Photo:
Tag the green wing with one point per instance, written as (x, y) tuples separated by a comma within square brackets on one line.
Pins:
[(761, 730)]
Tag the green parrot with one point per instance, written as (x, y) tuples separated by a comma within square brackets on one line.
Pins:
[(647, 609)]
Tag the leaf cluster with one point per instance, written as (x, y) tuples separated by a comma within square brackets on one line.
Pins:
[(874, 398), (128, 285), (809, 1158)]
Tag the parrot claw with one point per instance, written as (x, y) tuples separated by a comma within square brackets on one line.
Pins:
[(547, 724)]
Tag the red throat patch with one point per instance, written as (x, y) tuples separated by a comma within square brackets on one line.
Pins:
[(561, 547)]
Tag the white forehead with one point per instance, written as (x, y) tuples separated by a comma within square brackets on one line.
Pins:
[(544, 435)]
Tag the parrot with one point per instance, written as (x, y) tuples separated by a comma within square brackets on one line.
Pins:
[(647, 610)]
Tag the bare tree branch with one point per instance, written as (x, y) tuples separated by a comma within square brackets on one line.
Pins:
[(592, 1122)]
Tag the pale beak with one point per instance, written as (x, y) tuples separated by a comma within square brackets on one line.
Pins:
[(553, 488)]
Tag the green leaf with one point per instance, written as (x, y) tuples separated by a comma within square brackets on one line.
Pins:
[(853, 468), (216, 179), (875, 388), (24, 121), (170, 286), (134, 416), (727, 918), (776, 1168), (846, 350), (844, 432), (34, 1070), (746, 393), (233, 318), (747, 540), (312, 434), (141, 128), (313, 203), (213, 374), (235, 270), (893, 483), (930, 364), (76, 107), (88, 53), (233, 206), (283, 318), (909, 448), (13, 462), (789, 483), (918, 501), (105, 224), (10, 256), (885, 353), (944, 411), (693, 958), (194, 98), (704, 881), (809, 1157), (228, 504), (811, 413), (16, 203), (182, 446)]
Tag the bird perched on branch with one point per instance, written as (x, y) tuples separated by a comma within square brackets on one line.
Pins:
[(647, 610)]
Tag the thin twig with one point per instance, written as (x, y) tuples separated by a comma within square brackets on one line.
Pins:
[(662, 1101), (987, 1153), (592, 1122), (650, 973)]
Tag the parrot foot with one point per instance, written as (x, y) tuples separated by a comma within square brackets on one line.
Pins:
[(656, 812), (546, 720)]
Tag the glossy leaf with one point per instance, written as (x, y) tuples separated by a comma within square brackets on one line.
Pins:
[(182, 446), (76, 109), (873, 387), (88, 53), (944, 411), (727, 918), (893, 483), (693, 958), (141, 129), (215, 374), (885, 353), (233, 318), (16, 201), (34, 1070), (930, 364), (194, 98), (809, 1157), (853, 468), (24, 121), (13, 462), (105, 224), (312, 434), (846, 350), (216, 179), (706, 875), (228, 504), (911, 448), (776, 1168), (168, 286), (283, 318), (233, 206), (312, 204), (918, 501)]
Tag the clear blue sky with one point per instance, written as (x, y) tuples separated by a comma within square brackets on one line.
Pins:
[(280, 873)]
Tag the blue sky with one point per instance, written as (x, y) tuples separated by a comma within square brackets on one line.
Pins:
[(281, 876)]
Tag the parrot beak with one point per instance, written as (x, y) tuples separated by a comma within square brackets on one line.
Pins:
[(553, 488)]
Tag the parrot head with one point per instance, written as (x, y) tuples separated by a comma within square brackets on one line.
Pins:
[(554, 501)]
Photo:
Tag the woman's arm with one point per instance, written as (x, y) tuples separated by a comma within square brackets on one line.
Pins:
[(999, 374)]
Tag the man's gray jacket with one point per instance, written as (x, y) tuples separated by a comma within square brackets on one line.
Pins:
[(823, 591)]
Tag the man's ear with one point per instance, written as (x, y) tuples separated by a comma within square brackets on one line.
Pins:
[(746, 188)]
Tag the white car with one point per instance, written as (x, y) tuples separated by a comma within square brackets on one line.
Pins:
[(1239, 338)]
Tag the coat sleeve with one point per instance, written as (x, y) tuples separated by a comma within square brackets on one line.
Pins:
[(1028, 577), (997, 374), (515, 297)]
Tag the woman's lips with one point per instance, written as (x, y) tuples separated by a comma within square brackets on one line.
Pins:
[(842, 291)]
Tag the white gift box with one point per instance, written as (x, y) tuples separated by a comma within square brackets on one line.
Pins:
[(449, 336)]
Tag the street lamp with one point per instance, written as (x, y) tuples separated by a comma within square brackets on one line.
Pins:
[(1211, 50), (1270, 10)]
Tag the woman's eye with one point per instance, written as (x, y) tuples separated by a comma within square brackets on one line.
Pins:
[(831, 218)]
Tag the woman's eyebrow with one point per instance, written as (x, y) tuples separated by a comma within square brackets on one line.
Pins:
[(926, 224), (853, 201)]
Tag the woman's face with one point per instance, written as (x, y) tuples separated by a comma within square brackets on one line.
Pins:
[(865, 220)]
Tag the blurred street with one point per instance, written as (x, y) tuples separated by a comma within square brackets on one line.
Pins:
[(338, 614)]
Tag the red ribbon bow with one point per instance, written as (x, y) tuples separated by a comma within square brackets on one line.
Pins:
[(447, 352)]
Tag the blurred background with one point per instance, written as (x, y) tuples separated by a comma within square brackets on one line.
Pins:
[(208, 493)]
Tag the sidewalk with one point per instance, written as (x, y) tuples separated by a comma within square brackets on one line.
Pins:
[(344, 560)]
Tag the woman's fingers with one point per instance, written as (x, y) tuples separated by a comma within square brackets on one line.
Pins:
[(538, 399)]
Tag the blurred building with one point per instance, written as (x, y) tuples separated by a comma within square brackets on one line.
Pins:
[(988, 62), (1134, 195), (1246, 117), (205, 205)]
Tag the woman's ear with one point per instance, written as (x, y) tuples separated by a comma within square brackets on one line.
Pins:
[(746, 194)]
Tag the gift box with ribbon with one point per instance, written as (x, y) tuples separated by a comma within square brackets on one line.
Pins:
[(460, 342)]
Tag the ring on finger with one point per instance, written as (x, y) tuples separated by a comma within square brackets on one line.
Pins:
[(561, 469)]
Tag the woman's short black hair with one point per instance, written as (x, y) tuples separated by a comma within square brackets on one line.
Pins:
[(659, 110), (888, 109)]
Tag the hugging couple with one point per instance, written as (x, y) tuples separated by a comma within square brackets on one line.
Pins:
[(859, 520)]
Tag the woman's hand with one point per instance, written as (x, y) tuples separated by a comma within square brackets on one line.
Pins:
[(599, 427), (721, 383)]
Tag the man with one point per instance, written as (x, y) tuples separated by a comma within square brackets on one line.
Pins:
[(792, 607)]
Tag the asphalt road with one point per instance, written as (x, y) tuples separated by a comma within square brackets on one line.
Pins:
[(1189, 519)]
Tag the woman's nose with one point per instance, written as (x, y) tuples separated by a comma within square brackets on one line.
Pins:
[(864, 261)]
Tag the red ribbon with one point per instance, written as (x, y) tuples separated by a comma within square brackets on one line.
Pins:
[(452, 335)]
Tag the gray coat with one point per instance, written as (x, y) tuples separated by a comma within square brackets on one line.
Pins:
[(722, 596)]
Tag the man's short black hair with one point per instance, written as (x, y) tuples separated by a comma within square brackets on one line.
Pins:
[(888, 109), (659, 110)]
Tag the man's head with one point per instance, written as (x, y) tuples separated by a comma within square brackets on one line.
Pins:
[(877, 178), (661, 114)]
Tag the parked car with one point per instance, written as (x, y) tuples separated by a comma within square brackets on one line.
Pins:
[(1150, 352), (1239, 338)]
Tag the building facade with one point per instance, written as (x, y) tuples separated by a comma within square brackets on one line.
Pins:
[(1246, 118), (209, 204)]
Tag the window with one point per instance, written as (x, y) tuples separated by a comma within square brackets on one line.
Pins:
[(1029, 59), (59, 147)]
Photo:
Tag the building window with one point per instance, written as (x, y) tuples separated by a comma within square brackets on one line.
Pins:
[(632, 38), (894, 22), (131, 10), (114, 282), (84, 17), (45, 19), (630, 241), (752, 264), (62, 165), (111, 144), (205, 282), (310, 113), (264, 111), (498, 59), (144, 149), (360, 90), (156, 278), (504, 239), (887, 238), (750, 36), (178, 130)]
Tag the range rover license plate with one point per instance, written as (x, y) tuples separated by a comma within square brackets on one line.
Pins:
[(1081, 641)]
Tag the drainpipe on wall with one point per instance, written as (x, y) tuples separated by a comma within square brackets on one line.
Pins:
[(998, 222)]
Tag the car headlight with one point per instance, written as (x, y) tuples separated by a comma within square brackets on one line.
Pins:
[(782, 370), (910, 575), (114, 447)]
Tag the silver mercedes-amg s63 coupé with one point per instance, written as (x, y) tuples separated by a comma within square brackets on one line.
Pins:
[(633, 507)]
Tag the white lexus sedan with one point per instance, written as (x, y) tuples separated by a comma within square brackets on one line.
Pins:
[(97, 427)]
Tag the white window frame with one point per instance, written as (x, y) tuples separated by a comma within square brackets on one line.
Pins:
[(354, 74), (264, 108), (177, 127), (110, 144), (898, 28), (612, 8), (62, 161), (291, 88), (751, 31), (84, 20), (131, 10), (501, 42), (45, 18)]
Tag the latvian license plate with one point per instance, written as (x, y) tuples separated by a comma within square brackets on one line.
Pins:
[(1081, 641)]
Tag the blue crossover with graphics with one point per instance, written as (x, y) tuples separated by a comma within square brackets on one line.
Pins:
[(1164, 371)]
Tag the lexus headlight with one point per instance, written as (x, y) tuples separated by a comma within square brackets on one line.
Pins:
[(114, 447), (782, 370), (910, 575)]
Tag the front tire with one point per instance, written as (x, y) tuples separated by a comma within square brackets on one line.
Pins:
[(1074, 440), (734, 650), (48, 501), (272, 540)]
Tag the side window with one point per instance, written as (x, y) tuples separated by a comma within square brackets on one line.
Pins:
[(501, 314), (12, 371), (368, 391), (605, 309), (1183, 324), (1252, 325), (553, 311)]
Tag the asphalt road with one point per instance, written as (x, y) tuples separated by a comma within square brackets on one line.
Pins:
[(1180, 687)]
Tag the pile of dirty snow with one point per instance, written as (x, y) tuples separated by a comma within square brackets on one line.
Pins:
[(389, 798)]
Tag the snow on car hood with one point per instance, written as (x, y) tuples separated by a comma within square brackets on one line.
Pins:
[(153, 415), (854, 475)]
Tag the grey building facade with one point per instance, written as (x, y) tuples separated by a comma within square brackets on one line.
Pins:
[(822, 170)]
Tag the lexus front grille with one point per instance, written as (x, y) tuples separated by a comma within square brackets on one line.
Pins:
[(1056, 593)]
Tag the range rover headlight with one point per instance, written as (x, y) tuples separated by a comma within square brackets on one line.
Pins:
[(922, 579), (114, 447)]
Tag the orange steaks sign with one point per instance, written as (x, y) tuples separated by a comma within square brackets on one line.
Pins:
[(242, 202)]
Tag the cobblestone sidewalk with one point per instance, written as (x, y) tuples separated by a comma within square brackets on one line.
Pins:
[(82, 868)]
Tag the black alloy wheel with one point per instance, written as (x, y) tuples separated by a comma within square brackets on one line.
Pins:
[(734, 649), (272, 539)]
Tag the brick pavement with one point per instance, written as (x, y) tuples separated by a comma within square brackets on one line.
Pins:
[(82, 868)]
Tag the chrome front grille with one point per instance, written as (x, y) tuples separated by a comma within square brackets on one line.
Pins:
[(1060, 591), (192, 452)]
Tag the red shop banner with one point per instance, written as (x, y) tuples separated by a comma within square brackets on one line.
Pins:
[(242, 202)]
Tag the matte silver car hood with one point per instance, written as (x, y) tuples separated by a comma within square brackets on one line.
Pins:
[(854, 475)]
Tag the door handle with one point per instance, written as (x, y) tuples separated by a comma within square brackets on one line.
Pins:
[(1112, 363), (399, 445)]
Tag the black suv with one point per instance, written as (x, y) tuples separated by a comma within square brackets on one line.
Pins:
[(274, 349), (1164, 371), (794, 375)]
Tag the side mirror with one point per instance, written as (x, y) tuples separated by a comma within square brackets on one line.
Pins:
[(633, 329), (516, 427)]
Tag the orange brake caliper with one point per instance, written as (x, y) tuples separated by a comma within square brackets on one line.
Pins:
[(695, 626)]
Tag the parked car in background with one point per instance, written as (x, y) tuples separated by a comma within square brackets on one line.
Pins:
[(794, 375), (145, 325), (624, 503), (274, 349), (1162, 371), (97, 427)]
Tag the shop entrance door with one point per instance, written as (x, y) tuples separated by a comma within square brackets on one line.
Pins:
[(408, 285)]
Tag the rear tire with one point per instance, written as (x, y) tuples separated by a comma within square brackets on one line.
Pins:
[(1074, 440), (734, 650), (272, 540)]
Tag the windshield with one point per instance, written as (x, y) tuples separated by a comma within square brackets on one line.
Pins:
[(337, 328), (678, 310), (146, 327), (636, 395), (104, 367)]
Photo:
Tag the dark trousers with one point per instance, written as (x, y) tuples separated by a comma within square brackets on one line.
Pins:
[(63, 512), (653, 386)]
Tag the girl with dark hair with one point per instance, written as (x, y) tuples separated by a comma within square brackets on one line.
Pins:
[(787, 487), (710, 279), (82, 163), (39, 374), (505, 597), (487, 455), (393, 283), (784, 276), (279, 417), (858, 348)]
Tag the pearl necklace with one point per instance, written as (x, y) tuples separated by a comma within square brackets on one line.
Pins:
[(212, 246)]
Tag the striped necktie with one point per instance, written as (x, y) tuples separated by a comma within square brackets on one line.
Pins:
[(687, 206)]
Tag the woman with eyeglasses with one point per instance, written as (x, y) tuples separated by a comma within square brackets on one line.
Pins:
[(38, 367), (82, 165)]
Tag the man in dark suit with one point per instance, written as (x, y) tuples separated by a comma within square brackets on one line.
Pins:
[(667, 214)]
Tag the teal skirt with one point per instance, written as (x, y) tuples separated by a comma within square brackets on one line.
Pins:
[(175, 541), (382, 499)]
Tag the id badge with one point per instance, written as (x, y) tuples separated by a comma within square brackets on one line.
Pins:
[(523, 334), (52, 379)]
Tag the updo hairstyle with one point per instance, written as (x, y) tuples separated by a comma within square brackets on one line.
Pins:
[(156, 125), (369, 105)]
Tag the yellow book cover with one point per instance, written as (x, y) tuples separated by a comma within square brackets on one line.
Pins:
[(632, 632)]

» What the task requires: Recast the data as a numbered list, leaving out blank lines, from the line with "Tag the lexus headlight" up to and including the line with "[(1180, 687)]".

» Task response:
1. Tag the lexus headlight with one point per instance, written as (x, y) tuples separated by a comma within square brackets on one line.
2. Pins:
3. [(114, 447), (782, 370), (910, 575)]
4. Tag the front tire with one point per instance, written as (x, y) tuples separated by a comma within square brackets on one line.
5. Pins:
6. [(1074, 440), (734, 650), (48, 501), (272, 540)]
7. Tag the side window with one point per instance, written as (x, y) tuples separated by a comma within square brackets on one line.
8. Pins:
9. [(501, 314), (12, 371), (368, 391), (605, 309), (1183, 324), (1252, 325), (553, 311)]
10. Tag the asphalt road with one point per instance, written as (x, y) tuples separated by a comma within square brackets on one line.
11. Pins:
12. [(1180, 687)]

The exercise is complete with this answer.